*Page*
— Begin —
Implementation:Allenai Open instruct Save Final Model
| Type | Function |
|---|---|
| Source | open_instruct/grpo_fast.py:L1697-1722
|
| Dependencies | ray, torch, transformers, huggingface_hub |
| Last Updated | 2026-02-07 00:00 GMT |
Overview
Concrete function for saving the final trained GRPO model and optionally launching downstream evaluation jobs, provided by the Open Instruct library.
Description
save_final_model() is called at the end of GRPO training to persist the final policy model. It:
- Logs the final training step and output directory.
- Issues parallel
save_model.remote()calls to all learner Ray actors, which:
* Gather model weights (if DeepSpeed stage 3).
* Save model weights in HuggingFace format (model.safetensors).
* Save the tokenizer and chat template configuration.
* Only rank 0 actually writes to disk; other ranks participate in the all-gather.
- Waits for all save operations to complete with a progress bar.
- If
try_launch_beaker_eval_jobs_on_weka=Trueand running on Beaker, launches evaluation jobs for the saved model using the configured evaluation tasks and workspace.
The function uses ray_get_with_progress() to provide a visual progress indicator during the potentially slow save operation (especially for large models on networked storage).
— End —
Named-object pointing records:
— Begin —
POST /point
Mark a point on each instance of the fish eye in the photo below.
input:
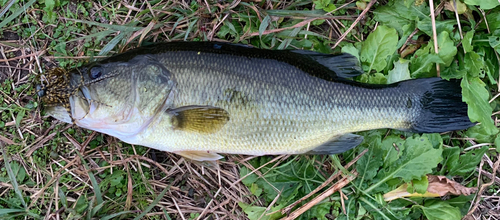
(95, 72)
(39, 91)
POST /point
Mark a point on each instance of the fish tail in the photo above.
(442, 108)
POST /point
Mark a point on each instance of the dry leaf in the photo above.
(438, 186)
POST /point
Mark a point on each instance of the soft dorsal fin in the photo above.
(338, 144)
(343, 65)
(201, 119)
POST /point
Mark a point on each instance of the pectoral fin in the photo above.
(199, 155)
(338, 144)
(202, 119)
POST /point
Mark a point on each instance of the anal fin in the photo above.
(338, 144)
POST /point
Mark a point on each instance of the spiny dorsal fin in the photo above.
(201, 119)
(338, 144)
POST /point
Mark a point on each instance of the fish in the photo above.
(203, 99)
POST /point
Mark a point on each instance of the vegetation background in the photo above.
(52, 170)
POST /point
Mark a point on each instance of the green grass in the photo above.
(51, 169)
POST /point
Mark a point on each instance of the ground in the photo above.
(53, 170)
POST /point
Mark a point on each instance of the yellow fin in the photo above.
(202, 119)
(199, 155)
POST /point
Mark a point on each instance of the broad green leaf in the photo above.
(378, 46)
(418, 159)
(475, 94)
(441, 210)
(453, 72)
(483, 4)
(368, 164)
(447, 49)
(419, 186)
(318, 212)
(392, 148)
(467, 41)
(497, 143)
(400, 72)
(493, 21)
(464, 164)
(257, 212)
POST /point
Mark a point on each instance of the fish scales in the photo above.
(197, 99)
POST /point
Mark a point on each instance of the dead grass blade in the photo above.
(434, 34)
(324, 184)
(7, 7)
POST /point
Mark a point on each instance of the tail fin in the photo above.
(442, 107)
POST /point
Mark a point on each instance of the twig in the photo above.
(328, 181)
(338, 186)
(354, 23)
(300, 24)
(434, 34)
(458, 21)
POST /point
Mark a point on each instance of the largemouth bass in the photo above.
(198, 99)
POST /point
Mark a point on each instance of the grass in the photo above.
(57, 171)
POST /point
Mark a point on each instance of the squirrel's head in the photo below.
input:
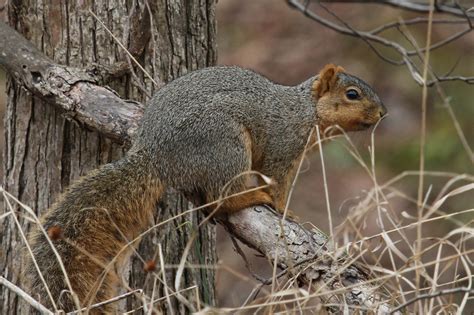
(345, 100)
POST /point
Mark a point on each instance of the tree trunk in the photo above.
(44, 152)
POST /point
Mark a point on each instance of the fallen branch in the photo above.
(305, 253)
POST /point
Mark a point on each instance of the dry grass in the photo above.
(418, 270)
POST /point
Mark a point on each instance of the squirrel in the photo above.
(199, 133)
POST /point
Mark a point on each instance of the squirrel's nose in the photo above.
(382, 110)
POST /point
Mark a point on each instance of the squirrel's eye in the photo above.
(352, 94)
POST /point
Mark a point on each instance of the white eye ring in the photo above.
(352, 94)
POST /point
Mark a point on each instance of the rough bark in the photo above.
(45, 147)
(299, 250)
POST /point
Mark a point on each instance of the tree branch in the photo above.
(410, 6)
(73, 90)
(374, 37)
(305, 253)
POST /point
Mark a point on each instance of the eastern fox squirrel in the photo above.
(199, 133)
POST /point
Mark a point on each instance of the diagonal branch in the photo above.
(411, 6)
(73, 90)
(305, 253)
(374, 37)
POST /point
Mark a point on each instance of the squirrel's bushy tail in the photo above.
(91, 227)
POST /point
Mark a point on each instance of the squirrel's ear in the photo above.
(327, 79)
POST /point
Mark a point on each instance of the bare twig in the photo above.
(373, 37)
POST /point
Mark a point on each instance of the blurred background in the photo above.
(281, 43)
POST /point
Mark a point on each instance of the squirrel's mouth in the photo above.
(364, 125)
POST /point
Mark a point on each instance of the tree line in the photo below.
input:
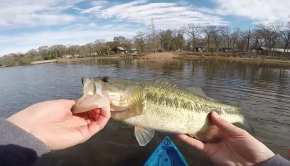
(189, 37)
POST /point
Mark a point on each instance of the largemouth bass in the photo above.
(157, 106)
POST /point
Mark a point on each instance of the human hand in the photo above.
(237, 147)
(54, 124)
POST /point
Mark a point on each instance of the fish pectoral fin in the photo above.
(199, 92)
(143, 135)
(136, 98)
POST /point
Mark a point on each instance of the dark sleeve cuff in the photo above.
(17, 146)
(277, 160)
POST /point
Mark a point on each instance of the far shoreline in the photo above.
(178, 57)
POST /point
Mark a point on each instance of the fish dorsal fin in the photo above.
(161, 82)
(143, 135)
(199, 92)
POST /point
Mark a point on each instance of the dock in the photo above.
(44, 62)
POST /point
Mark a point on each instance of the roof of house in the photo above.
(121, 48)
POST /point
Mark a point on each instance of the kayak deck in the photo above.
(166, 154)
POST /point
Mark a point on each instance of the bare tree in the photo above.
(140, 41)
(270, 33)
(193, 31)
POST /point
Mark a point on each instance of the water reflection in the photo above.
(261, 89)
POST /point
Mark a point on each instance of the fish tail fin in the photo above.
(209, 133)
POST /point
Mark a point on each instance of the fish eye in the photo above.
(105, 79)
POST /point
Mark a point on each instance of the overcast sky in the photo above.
(26, 24)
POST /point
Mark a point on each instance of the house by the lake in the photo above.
(118, 50)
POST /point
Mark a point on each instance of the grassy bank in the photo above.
(155, 57)
(86, 58)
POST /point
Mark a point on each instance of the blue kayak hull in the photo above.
(166, 154)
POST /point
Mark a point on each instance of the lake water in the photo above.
(262, 91)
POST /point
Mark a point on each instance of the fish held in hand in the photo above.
(159, 106)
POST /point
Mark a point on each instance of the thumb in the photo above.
(226, 126)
— End —
*Task list*
[A] On the page about saving the final GRPO model, which rank actually writes the model to disk?
[B] Pick up the page on saving the final GRPO model after its last sentence and write the section that comes next.

*Task-by-task answers*
[A] Only rank 0 writes to disk; the other ranks take part in the all-gather.

[B]
Usage
Called exactly once at the end of training, after the last training step completes. This is separate from intermediate checkpoint saves (handled by maybe_save_checkpoint()), which save at regular intervals during training.
Code Reference
Source Location
- Repository: Open Instruct
- File:
open_instruct/grpo_fast.py
Signature
def save_final_model(
args: grpo_utils.ExperimentConfig,
policy_group: ModelGroup,
tokenizer: PreTrainedTokenizer,
training_step: int,
wandb_url: str,
chat_template_name: str,
) -> None:
Import
from open_instruct.grpo_fast import save_final_model
I/O Contract
Inputs
| Name | Type | Description |
|---|---|---|
args |
ExperimentConfig |
Experiment config providing output_dir, try_launch_beaker_eval_jobs_on_weka, hf_repo_revision, and world_size.
|
policy_group |
ModelGroup |
Group of Ray actor handles for all learner processes. |
tokenizer |
PreTrainedTokenizer |
Tokenizer to save alongside the model. |
training_step |
int |
Final training step number (for logging). |
wandb_url |
str |
Weights & Biases run URL (passed to evaluation jobs for linking). |
chat_template_name |
str |
Name of the chat template to include in saved model configuration. |
Outputs
| Name | Type | Description |
|---|---|---|
| Model files (side effect) | Files on disk | Model weights (model.safetensors), tokenizer files, and configuration are written to args.output_dir.
|
| Evaluation jobs (side effect) | Beaker jobs | Optional: Evaluation jobs are launched on the Beaker platform. |
Usage Examples
from open_instruct.grpo_fast import save_final_model
# At the end of the training loop:
save_final_model(
args=experiment_config,
policy_group=policy_group,
tokenizer=tokenizer,
training_step=1000,
wandb_url="https://wandb.ai/team/project/runs/abc123",
chat_template_name="tulu",
)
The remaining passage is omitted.